• [WRITTEN REQUEST A]:
Set down the cron script tip that follows, word for word.

• [EXTRACT PROVIDED]:

+---+

Well, if your interval is evenly divisible into days, (“every 2 days” is OK, “every 1.5 days” is not) then I have just the solution. Create a new cron script in /etc/cron.daily, make it executable, and put the following inside it (For our example, I’ll use two days as the interval and “emerge –sync” as the command):
#!/bin/bash
TODAY=`date +%j`
if [ $((${TODAY#0} % 2)) == 0 ]; then
/usr/bin/emerge --sync > /dev/null
fi
It’s that simple. Here’s how it works:
- Once per day, the cron daemon calls the script
- The script calls `date +%j` and gets the “day of the year” (between 1 and 365, inclusive, or 1 and 366 if it’s a leap year)
- It then strips off any leading zeros to prevent “invalid number for given base” errors. (“085″ would be “invalid octal” by bash syntax.)
- The script does a “modulo 2″ operation on it (takes the remainder of integer division by 2)
- If there is no remainder, then the current date satisfies the “every second day” requirement and the command is run.
Because I chose the evenly-numbered days using “== 0″, a non-leap year will end with a two-day interval, rather than a leap year ending with the command being called two days in a row. Use “!= 0″ if you want to change this behaviour.
The “> /dev/null” ensures that only stderr messages (usually only errors) generate status emails. I use that to keep my admin mailbox uncluttered.
UPDATE: Oops. I forgot that bash is one of the many languages which uses a zero prefix to indicate octal. I’ve corrected the example.

+---+

• [RECORDED DATA]:
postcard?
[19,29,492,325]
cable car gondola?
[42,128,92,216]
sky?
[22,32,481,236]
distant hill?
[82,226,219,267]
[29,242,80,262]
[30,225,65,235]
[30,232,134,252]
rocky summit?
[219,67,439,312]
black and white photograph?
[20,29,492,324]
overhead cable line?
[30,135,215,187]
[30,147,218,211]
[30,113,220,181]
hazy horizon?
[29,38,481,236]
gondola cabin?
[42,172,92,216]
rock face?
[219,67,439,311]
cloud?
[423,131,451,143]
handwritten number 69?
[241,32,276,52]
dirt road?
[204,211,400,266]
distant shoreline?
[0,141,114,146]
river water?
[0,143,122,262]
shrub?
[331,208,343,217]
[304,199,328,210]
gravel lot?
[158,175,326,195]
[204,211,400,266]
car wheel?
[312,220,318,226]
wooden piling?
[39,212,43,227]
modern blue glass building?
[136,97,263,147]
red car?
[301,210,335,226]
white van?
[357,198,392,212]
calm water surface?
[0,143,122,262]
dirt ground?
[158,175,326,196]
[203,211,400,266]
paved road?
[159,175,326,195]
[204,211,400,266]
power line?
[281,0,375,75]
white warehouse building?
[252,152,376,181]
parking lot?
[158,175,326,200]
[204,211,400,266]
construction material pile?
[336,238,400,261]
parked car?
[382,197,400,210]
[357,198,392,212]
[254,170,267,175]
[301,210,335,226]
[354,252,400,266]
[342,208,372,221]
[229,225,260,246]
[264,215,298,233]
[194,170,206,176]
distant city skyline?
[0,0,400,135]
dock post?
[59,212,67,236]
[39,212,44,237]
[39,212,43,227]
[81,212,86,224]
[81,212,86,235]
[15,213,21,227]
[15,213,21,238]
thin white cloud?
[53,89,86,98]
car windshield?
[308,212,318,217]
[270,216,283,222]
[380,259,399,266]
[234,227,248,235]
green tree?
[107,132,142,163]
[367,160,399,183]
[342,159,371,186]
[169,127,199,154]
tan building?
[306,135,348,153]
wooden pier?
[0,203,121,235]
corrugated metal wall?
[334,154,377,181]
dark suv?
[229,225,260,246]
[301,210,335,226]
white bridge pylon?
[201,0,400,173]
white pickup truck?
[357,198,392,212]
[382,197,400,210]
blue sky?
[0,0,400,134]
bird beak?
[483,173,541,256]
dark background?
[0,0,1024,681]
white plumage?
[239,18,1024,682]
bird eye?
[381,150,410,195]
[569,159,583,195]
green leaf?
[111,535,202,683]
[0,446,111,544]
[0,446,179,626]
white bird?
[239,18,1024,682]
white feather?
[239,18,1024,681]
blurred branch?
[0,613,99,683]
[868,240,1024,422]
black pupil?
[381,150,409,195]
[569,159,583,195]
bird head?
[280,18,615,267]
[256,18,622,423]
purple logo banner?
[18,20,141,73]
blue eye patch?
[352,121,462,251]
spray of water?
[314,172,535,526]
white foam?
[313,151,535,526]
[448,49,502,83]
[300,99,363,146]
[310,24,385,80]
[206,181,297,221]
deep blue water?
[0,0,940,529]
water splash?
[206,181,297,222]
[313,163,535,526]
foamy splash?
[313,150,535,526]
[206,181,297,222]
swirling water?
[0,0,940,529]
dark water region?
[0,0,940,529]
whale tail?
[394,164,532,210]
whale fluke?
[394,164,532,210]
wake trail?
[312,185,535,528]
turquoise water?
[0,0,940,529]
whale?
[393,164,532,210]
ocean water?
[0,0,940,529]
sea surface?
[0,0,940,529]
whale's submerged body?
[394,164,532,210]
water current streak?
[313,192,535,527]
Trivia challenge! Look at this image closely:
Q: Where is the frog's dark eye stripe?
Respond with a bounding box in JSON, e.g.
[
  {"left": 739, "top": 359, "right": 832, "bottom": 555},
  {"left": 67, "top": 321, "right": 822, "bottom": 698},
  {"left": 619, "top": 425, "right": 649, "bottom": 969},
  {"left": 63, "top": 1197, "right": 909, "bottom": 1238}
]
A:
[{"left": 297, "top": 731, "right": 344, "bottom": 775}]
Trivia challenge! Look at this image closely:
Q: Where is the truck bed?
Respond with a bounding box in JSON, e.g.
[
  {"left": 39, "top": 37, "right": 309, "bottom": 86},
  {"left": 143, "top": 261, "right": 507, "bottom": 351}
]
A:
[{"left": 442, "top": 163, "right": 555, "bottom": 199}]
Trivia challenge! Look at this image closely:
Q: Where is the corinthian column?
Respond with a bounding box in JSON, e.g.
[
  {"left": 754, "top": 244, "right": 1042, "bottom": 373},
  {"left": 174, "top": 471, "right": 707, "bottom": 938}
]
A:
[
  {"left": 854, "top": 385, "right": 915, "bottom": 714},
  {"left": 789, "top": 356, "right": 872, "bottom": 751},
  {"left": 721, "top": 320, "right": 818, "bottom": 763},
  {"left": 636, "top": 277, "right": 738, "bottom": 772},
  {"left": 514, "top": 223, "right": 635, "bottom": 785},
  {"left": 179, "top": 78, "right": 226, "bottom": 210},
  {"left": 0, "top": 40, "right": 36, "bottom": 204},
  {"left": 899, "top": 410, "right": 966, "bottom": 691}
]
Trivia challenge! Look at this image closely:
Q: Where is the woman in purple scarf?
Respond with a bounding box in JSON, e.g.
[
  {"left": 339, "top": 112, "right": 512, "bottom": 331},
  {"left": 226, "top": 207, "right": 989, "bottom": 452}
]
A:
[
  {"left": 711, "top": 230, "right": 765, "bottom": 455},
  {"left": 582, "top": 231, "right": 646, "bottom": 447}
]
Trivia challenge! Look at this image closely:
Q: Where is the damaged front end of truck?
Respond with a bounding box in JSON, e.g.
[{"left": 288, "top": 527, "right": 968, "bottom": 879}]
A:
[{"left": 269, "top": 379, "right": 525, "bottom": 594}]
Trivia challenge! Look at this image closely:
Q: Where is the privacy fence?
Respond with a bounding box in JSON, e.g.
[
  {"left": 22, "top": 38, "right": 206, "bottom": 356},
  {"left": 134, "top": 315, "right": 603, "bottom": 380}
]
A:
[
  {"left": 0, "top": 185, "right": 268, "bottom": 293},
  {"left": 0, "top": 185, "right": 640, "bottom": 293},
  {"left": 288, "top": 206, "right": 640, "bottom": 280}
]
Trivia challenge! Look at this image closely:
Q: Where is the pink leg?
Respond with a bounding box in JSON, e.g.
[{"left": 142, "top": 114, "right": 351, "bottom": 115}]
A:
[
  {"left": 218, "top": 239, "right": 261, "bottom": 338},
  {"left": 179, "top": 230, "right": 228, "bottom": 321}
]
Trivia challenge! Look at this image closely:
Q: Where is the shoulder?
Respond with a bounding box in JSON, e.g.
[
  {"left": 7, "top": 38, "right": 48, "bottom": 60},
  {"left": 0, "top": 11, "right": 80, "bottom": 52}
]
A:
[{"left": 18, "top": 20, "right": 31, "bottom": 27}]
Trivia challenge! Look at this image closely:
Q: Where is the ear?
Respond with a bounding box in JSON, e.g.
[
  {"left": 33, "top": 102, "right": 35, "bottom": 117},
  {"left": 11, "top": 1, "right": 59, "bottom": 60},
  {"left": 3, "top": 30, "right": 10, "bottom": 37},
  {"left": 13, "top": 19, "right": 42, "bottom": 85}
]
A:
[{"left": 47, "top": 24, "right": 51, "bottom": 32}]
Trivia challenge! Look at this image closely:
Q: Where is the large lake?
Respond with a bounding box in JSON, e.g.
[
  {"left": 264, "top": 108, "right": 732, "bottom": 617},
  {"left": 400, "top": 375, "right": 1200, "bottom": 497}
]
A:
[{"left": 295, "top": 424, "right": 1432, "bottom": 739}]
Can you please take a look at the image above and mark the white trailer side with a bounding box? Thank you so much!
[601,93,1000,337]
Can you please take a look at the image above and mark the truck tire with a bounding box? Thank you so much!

+---+

• [WRITTEN REQUEST B]:
Please resize the bounding-box coordinates in the entries from the line with "hazy horizon?" up to and including the line with "[0,0,400,135]". Multiply each coordinate by 2.3 and round to whole numbers, with halves rounding up, then give back only those lines, requests included.

• [FINAL RESULT A]:
Well, if your interval is evenly divisible into days, (“every 2 days” is OK, “every 1.5 days” is not) then I have just the solution. Create a new cron script in /etc/cron.daily, make it executable, and put the following inside it (For our example, I’ll use two days as the interval and “emerge –sync” as the command):
#!/bin/bash
TODAY=`date +%j`
if [ $((${TODAY#0} % 2)) == 0 ]; then
/usr/bin/emerge --sync > /dev/null
fi
It’s that simple. Here’s how it works:
- Once per day, the cron daemon calls the script
- The script calls `date +%j` and gets the “day of the year” (between 1 and 365, inclusive, or 1 and 366 if it’s a leap year)
- It then strips off any leading zeros to prevent “invalid number for given base” errors. (“085″ would be “invalid octal” by bash syntax.)
- The script does a “modulo 2″ operation on it (takes the remainder of integer division by 2)
- If there is no remainder, then the current date satisfies the “every second day” requirement and the command is run.
Because I chose the evenly-numbered days using “== 0″, a non-leap year will end with a two-day interval, rather than a leap year ending with the command being called two days in a row. Use “!= 0″ if you want to change this behaviour.
The “> /dev/null” ensures that only stderr messages (usually only errors) generate status emails. I use that to keep my admin mailbox uncluttered.
UPDATE: Oops. I forgot that bash is one of the many languages which uses a zero prefix to indicate octal. I’ve corrected the example.

• [FINAL RESULT B]:
hazy horizon?
[67,87,1106,543]
gondola cabin?
[97,396,212,497]
rock face?
[504,154,1010,715]
cloud?
[973,301,1037,329]
handwritten number 69?
[554,74,635,120]
dirt road?
[469,485,920,612]
distant shoreline?
[0,324,262,336]
river water?
[0,329,281,603]
shrub?
[761,478,789,499]
[699,458,754,483]
gravel lot?
[363,403,750,449]
[469,485,920,612]
car wheel?
[718,506,731,520]
wooden piling?
[90,488,99,522]
modern blue glass building?
[313,223,605,338]
red car?
[692,483,771,520]
white van?
[821,455,902,488]
calm water surface?
[0,329,281,603]
dirt ground?
[363,403,750,451]
[467,485,920,612]
paved road?
[366,403,750,449]
[469,485,920,612]
power line?
[646,0,863,173]
white warehouse building?
[580,350,865,416]
parking lot?
[363,403,750,460]
[469,485,920,612]
construction material pile?
[773,547,920,600]
parked car?
[879,453,920,483]
[821,455,902,488]
[584,391,614,403]
[692,483,771,520]
[814,580,920,612]
[787,478,856,508]
[527,518,598,566]
[607,495,685,536]
[446,391,474,405]
distant city skyline?
[0,0,920,311]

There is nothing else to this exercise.